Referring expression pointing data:
== Segment start ==

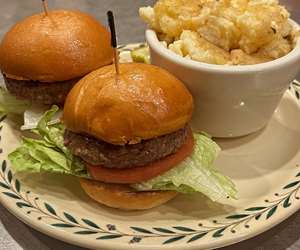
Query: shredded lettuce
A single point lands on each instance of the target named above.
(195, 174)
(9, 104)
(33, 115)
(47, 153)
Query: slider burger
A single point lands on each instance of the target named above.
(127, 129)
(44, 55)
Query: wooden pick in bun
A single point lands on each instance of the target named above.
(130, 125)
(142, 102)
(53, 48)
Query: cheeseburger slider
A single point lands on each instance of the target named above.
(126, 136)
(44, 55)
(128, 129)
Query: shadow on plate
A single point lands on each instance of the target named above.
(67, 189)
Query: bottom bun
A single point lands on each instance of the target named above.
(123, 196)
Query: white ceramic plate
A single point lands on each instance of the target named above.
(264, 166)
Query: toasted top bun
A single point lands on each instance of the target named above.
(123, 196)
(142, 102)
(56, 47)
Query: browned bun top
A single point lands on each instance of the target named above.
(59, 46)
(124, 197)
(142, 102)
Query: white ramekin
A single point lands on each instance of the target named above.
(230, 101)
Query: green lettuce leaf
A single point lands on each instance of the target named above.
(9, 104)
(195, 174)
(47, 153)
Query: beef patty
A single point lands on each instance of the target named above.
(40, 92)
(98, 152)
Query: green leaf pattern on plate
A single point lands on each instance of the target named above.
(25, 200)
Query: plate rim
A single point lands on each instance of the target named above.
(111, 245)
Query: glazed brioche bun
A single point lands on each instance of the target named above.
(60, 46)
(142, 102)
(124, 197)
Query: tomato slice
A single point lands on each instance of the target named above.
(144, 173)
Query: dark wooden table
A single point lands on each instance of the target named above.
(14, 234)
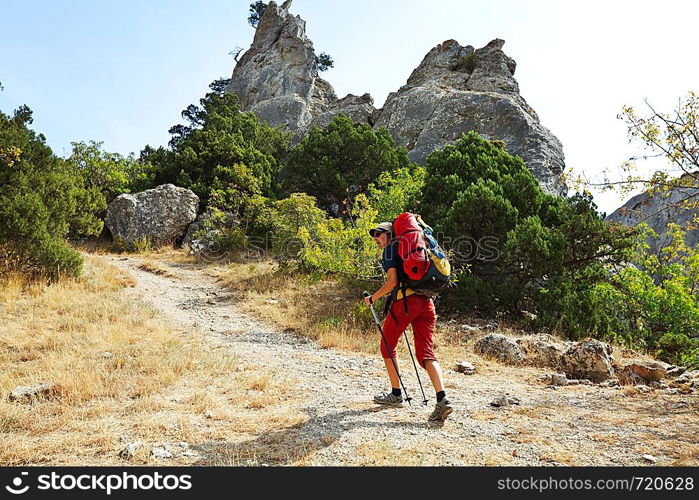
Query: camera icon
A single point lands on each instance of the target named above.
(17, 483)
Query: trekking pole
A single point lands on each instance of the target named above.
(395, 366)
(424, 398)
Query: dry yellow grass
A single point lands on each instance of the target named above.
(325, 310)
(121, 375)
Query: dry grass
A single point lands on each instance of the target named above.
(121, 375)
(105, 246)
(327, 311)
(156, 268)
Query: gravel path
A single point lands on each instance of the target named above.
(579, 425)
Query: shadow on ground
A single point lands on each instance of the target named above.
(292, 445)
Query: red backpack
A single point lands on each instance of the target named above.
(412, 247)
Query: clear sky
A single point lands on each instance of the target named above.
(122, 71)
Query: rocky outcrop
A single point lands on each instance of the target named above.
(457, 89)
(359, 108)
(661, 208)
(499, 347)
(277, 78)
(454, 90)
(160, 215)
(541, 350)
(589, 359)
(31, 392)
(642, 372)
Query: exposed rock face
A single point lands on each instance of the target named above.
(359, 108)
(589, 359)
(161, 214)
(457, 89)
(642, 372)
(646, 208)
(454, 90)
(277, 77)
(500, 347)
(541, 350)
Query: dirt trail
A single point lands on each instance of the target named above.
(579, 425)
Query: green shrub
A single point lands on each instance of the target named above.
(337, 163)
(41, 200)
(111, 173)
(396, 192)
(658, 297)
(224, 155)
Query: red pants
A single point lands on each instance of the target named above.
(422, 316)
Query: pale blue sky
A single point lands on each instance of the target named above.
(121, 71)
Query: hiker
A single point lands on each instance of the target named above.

== Segment end ==
== Segment start ==

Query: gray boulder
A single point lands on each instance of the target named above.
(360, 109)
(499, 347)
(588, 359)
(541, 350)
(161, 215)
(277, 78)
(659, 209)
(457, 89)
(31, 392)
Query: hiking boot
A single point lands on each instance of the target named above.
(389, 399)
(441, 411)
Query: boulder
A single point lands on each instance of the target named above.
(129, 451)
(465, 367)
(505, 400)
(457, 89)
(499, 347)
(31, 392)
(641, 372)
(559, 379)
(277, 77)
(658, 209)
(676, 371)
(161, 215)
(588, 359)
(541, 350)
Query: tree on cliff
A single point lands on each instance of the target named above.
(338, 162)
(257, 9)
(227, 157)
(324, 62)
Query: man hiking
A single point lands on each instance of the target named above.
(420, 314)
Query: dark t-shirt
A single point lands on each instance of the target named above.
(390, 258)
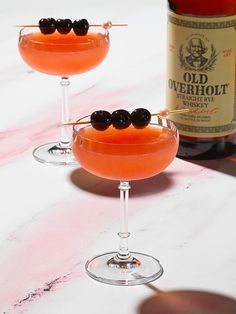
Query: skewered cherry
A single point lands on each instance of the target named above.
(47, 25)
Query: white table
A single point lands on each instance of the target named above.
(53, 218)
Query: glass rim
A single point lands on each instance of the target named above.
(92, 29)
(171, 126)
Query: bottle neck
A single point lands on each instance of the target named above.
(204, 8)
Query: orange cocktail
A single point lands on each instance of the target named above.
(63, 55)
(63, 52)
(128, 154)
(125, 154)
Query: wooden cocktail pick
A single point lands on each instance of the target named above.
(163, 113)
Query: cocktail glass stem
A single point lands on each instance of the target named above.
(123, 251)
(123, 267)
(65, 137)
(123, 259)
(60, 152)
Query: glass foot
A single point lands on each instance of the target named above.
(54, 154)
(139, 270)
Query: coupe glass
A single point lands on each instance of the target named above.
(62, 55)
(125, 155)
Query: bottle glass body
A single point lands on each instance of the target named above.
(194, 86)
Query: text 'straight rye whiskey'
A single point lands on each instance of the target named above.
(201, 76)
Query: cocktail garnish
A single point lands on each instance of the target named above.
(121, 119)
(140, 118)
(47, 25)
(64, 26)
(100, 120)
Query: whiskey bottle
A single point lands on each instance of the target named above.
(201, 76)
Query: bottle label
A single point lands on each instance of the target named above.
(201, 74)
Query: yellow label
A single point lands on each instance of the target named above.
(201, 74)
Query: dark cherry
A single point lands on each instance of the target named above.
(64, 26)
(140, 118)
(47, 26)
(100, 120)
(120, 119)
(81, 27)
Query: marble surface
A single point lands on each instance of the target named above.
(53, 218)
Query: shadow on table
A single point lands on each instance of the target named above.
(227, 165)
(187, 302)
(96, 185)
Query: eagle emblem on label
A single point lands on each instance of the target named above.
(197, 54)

== Segment end ==

## To do
Among the lines above, the one with "Query: glazed brioche bun" opens the part to repeat and the one with "Query: camera icon" closes it; repeat only that part exactly, with no pictures.

## The answer
Query: glazed brioche bun
A single point lands on each instance of the target named above.
(60, 46)
(142, 102)
(124, 197)
Query: tomato slice
A single point lands on each instance of the target named above.
(144, 173)
Query: dark wooden table
A single point lands on each instance of the target named above.
(14, 234)
Query: camera icon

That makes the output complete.